*EXERCISE GOAL*
Pick out each line in the rows below that contains the string "point" and copy those lines in full.

*SUPPLIED ENTRIES*
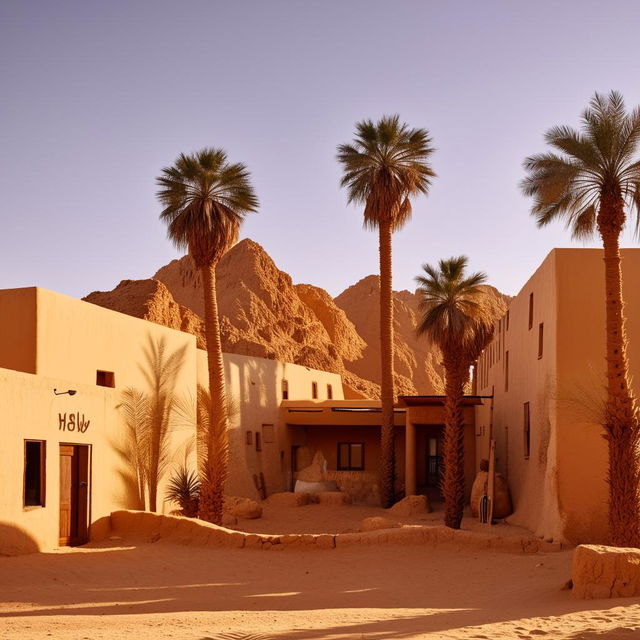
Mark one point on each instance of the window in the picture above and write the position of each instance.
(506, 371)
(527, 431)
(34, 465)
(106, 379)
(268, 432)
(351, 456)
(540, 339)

==

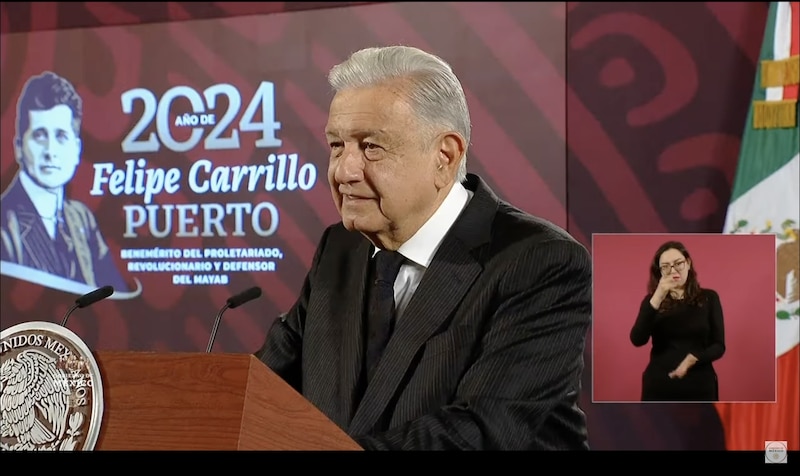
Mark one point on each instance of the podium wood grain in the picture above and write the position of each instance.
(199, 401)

*ANSWER TO THE EXERCISE*
Mark one point on each instance of the window in the picture above and write the position of each instance.
Mark one point on each instance of the podium wood grain in the picture above and write the position of each instance.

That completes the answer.